■ What is required ■
Put every line of the listing below into a Markdown table with two columns, "Row" for the row number and "Line" for the text of that line. Leave out any blank lines.

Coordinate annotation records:
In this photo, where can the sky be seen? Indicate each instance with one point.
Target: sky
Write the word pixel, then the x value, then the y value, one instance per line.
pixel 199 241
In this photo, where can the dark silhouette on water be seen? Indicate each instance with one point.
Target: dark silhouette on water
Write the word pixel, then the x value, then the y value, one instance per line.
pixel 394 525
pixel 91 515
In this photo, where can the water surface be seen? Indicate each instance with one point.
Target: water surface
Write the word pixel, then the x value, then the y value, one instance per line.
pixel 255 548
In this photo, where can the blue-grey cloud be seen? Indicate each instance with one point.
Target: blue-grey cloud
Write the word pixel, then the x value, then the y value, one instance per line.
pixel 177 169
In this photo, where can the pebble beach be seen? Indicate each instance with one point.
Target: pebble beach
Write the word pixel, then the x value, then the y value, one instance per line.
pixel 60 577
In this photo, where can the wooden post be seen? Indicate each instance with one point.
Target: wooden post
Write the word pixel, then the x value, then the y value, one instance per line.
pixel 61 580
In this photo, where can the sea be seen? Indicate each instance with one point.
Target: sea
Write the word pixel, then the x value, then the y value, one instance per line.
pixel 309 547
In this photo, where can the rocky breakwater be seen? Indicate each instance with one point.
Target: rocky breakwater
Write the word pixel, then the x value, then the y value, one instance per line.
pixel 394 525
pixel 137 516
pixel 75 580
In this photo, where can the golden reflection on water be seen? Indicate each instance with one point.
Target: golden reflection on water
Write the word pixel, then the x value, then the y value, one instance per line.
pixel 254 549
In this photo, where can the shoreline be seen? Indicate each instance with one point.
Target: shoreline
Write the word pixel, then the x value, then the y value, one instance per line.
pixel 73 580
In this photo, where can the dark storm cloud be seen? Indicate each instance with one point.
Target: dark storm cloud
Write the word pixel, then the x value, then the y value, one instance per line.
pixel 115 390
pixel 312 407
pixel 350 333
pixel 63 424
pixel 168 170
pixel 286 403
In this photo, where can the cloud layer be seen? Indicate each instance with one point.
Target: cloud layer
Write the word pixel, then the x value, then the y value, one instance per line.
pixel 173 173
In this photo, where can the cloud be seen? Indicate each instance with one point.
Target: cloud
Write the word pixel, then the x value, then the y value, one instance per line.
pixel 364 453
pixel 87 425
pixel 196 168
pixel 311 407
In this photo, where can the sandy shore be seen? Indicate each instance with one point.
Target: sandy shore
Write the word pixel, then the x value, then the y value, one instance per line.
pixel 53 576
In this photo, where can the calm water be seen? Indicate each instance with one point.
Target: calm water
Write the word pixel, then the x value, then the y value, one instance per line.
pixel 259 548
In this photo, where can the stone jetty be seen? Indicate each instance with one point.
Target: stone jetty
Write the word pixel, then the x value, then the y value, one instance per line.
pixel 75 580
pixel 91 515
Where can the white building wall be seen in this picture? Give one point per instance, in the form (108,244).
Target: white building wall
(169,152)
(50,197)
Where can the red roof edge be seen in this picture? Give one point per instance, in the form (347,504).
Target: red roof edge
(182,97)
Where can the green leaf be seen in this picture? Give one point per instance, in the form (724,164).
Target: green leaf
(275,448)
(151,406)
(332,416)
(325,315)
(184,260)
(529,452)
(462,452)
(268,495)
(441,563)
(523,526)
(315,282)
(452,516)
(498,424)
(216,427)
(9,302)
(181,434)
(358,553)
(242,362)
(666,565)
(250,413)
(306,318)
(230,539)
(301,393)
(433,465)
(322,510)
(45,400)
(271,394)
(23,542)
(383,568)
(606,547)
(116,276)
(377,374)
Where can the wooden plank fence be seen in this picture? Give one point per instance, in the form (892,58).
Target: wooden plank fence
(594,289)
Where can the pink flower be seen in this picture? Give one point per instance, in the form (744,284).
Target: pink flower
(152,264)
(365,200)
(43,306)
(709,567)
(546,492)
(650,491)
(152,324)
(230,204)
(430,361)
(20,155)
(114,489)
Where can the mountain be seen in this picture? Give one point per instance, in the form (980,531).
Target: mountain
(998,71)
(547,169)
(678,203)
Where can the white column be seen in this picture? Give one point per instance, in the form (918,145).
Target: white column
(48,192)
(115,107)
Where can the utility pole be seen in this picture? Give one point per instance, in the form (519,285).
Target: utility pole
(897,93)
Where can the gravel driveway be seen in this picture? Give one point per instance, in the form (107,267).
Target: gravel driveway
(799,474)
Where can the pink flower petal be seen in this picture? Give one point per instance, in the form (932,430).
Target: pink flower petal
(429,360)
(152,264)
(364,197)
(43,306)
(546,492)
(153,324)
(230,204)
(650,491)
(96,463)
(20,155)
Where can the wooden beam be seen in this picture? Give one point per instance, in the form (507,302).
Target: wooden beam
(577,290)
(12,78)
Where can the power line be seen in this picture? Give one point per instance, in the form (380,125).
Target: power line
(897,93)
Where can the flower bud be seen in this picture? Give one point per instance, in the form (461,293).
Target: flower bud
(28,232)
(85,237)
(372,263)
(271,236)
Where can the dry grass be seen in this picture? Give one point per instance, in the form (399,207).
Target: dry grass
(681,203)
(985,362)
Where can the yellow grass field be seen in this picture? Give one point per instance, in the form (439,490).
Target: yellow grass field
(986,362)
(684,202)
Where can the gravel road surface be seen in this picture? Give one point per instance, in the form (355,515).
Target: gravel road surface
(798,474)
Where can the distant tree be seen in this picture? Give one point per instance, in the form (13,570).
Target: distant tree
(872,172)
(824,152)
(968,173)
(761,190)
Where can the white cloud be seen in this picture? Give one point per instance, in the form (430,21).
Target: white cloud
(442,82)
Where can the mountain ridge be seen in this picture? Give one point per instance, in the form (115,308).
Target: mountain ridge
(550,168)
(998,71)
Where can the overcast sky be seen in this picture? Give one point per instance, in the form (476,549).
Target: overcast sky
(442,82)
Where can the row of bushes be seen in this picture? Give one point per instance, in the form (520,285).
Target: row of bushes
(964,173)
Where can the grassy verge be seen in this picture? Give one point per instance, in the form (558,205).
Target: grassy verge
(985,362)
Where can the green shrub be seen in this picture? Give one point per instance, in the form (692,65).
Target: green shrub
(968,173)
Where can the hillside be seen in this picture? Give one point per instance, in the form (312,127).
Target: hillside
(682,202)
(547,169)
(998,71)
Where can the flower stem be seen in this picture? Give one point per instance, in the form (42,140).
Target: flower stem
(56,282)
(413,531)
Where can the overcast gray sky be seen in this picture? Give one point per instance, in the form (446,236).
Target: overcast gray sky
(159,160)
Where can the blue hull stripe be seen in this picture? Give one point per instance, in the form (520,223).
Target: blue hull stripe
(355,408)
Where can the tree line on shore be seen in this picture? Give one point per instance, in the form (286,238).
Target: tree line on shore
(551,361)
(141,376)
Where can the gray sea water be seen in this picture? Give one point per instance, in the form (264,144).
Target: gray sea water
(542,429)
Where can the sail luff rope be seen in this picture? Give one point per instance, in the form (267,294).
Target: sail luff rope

■ Expected answer ■
| Row | Line |
|---|---|
| 1 | In this photo, where can the sky be seen? Indicate each instance with one point. |
| 2 | Target: sky |
| 3 | Write the word pixel, then the x value, then the y value, one instance per line. |
| 4 | pixel 199 241 |
| 5 | In this photo, where can the dark silhouette on water be seen? Indicate each instance with one point. |
| 6 | Target: dark silhouette on water |
| 7 | Write the word pixel, then the x value, then the y value, one instance per line. |
| 8 | pixel 394 525 |
| 9 | pixel 91 515 |
| 10 | In this photo, where can the water surface be seen? Indicate each instance with one point. |
| 11 | Target: water surface |
| 12 | Write the word pixel, then the x value, then the y value, one instance per line. |
| 13 | pixel 255 548 |
| 14 | In this photo, where can the blue-grey cloud be seen? Indicate each instance with one point. |
| 15 | Target: blue-grey cloud |
| 16 | Write the word pixel, then the x value, then the y value, one instance per line. |
| 17 | pixel 177 169 |
| 18 | In this photo, where can the pebble beach be seen? Indicate each instance with one point. |
| 19 | Target: pebble beach |
| 20 | Write the word pixel, then the x value, then the y value, one instance per line. |
| 21 | pixel 60 577 |
| 22 | In this photo, where can the wooden post be seen? Indicate each instance with one point. |
| 23 | Target: wooden post |
| 24 | Write the word pixel, then the x value, then the y value, one instance per line. |
| 25 | pixel 61 580 |
| 26 | In this photo, where can the sea be seen? Indicate each instance with one point. |
| 27 | Target: sea |
| 28 | Write the word pixel, then the x value, then the y value, one instance per line. |
| 29 | pixel 309 547 |
| 30 | In this photo, where can the rocky breakwater be seen? Indicate each instance with one point. |
| 31 | Target: rocky breakwater |
| 32 | Write the word pixel, then the x value, then the y value, one instance per line. |
| 33 | pixel 394 525 |
| 34 | pixel 137 516 |
| 35 | pixel 75 580 |
| 36 | In this photo, where can the golden reflection on water be seen? Indicate each instance with one point. |
| 37 | Target: golden reflection on water |
| 38 | Write the word pixel, then the x value, then the y value, one instance per line. |
| 39 | pixel 254 549 |
| 40 | In this photo, where can the shoreline be seen? Indicate each instance with one point. |
| 41 | Target: shoreline |
| 42 | Write the word pixel, then the x value, then the y value, one instance per line. |
| 43 | pixel 73 580 |
| 44 | In this photo, where can the dark storm cloud be seen? Indicate each instance with one point. |
| 45 | Target: dark storm cloud |
| 46 | Write the word pixel, then the x value, then the y value, one instance per line. |
| 47 | pixel 115 390 |
| 48 | pixel 312 407 |
| 49 | pixel 350 333 |
| 50 | pixel 63 424 |
| 51 | pixel 168 170 |
| 52 | pixel 286 403 |
| 53 | In this photo, where can the cloud layer be seen? Indicate each instance with one point. |
| 54 | Target: cloud layer |
| 55 | Write the word pixel, then the x value, then the y value, one instance per line. |
| 56 | pixel 173 173 |
| 57 | In this photo, where can the cloud be seen? Indicate each instance with one point. |
| 58 | Target: cloud |
| 59 | Write the word pixel, then the x value, then the y value, one instance per line. |
| 60 | pixel 364 453 |
| 61 | pixel 87 425 |
| 62 | pixel 196 168 |
| 63 | pixel 311 407 |
| 64 | In this photo, where can the sandy shore be seen? Indicate each instance with one point. |
| 65 | Target: sandy shore |
| 66 | Write the word pixel, then the x value, then the y value, one instance per line. |
| 67 | pixel 53 576 |
| 68 | In this photo, where can the calm water be seen? Indicate each instance with one point. |
| 69 | Target: calm water |
| 70 | Write the word pixel, then the x value, then the y value, one instance per line. |
| 71 | pixel 259 548 |
| 72 | In this photo, where can the stone jetty be seen? Indicate each instance with one point. |
| 73 | Target: stone jetty |
| 74 | Write the word pixel, then the x value, then the y value, one instance per line. |
| 75 | pixel 75 580 |
| 76 | pixel 91 515 |
| 77 | Where can the white building wall be seen in this picture? Give one point per instance, in the form (108,244). |
| 78 | Target: white building wall |
| 79 | (169,152) |
| 80 | (50,197) |
| 81 | Where can the red roof edge be seen in this picture? Give one point per instance, in the form (347,504). |
| 82 | Target: red roof edge |
| 83 | (182,97) |
| 84 | Where can the green leaf be seen in this picture? Give one point per instance, in the form (724,164). |
| 85 | Target: green leaf |
| 86 | (275,448) |
| 87 | (151,406) |
| 88 | (332,416) |
| 89 | (325,315) |
| 90 | (184,260) |
| 91 | (529,452) |
| 92 | (462,452) |
| 93 | (268,495) |
| 94 | (441,563) |
| 95 | (523,526) |
| 96 | (315,282) |
| 97 | (452,516) |
| 98 | (498,424) |
| 99 | (216,427) |
| 100 | (9,302) |
| 101 | (181,434) |
| 102 | (358,553) |
| 103 | (242,362) |
| 104 | (666,565) |
| 105 | (250,413) |
| 106 | (306,318) |
| 107 | (230,539) |
| 108 | (301,393) |
| 109 | (433,465) |
| 110 | (322,510) |
| 111 | (45,400) |
| 112 | (271,394) |
| 113 | (23,542) |
| 114 | (383,568) |
| 115 | (606,547) |
| 116 | (116,276) |
| 117 | (377,374) |
| 118 | Where can the wooden plank fence be seen in this picture? Give one point per instance, in the form (892,58). |
| 119 | Target: wooden plank fence |
| 120 | (594,289) |
| 121 | Where can the pink flower be seen in this picture? Give one point per instance, in the form (744,284). |
| 122 | Target: pink flower |
| 123 | (152,264) |
| 124 | (365,200) |
| 125 | (43,306) |
| 126 | (709,567) |
| 127 | (546,492) |
| 128 | (650,491) |
| 129 | (152,324) |
| 130 | (230,204) |
| 131 | (430,361) |
| 132 | (20,155) |
| 133 | (114,489) |
| 134 | Where can the mountain be seen in this picture? Give one point per instance, in the form (980,531). |
| 135 | Target: mountain |
| 136 | (998,71) |
| 137 | (547,169) |
| 138 | (678,203) |
| 139 | Where can the white column be seen in this picture? Give one point per instance, in the form (918,145). |
| 140 | Target: white column |
| 141 | (48,192) |
| 142 | (115,107) |
| 143 | Where can the utility pole be seen in this picture? Give one point per instance, in the form (519,285). |
| 144 | Target: utility pole |
| 145 | (897,93) |
| 146 | Where can the gravel driveway be seen in this picture? Give one point per instance, in the form (107,267). |
| 147 | Target: gravel driveway |
| 148 | (799,474) |
| 149 | Where can the pink flower petal be seen in this picture? Give one point per instance, in the form (932,430). |
| 150 | Target: pink flower petal |
| 151 | (429,360) |
| 152 | (152,264) |
| 153 | (364,197) |
| 154 | (43,306) |
| 155 | (546,492) |
| 156 | (153,324) |
| 157 | (230,204) |
| 158 | (650,491) |
| 159 | (96,463) |
| 160 | (20,155) |
| 161 | Where can the wooden beam be seen in this picture? Give one point per instance, in the form (507,302). |
| 162 | Target: wooden beam |
| 163 | (577,290) |
| 164 | (12,78) |
| 165 | Where can the power line be seen in this picture? Give one point per instance, in the form (380,125). |
| 166 | Target: power line |
| 167 | (897,93) |
| 168 | Where can the flower bud be seen in this picture? Give one point per instance, in the form (461,293). |
| 169 | Target: flower bud |
| 170 | (28,232) |
| 171 | (85,237) |
| 172 | (372,263) |
| 173 | (271,236) |
| 174 | Where can the dry grass be seen in this picture? Give one point per instance, in the form (399,207). |
| 175 | Target: dry grass |
| 176 | (681,203) |
| 177 | (985,362) |
| 178 | Where can the yellow grass field be seen in this picture? Give one point per instance, in the form (439,490). |
| 179 | Target: yellow grass field |
| 180 | (986,362) |
| 181 | (684,202) |
| 182 | Where can the gravel road surface be seen in this picture? Give one point per instance, in the form (355,515). |
| 183 | Target: gravel road surface |
| 184 | (798,474) |
| 185 | Where can the distant tree be seen in this picture? Give one point per instance, in the form (13,570). |
| 186 | Target: distant tree |
| 187 | (872,172) |
| 188 | (824,152) |
| 189 | (968,173) |
| 190 | (761,190) |
| 191 | Where can the white cloud be seen in this picture? Give one point per instance, in the form (430,21). |
| 192 | Target: white cloud |
| 193 | (442,82) |
| 194 | Where can the mountain ridge be seen in this picture? Give one point per instance, in the form (115,308). |
| 195 | Target: mountain ridge |
| 196 | (550,168) |
| 197 | (998,71) |
| 198 | Where can the overcast sky be seen in this picture? Give one point per instance, in the form (476,549). |
| 199 | Target: overcast sky |
| 200 | (442,82) |
| 201 | Where can the row of bushes be seen in this picture? Give one point per instance, in the form (520,285). |
| 202 | Target: row of bushes |
| 203 | (964,173) |
| 204 | Where can the grassy verge be seen in this picture? Give one point per instance, in the form (558,205). |
| 205 | Target: grassy verge |
| 206 | (985,362) |
| 207 | Where can the green shrub be seen in this picture? Give one point per instance, in the form (692,65). |
| 208 | Target: green shrub |
| 209 | (968,173) |
| 210 | Where can the hillside be seen in this picture? Give one point per instance, in the form (312,127). |
| 211 | Target: hillside |
| 212 | (682,202) |
| 213 | (547,169) |
| 214 | (998,71) |
| 215 | Where can the flower stem be seen in this picture? Give one point per instance, in the form (42,140). |
| 216 | Target: flower stem |
| 217 | (56,282) |
| 218 | (413,531) |
| 219 | Where can the overcast gray sky be seen in this picture? Give one point per instance, in the form (446,236). |
| 220 | Target: overcast gray sky |
| 221 | (159,160) |
| 222 | Where can the blue hull stripe be seen in this picture? Give one point per instance, in the form (520,223). |
| 223 | Target: blue hull stripe |
| 224 | (355,408) |
| 225 | Where can the tree line on shore be seen in this picture? Give one point per instance, in the form (286,238). |
| 226 | Target: tree line on shore |
| 227 | (551,361) |
| 228 | (141,376) |
| 229 | Where can the gray sea water be seen in this picture? Give one point per instance, in the form (264,144). |
| 230 | Target: gray sea water |
| 231 | (542,429) |
| 232 | Where can the sail luff rope be seen in this picture? Give one point per instance, in the form (267,294). |
| 233 | Target: sail luff rope |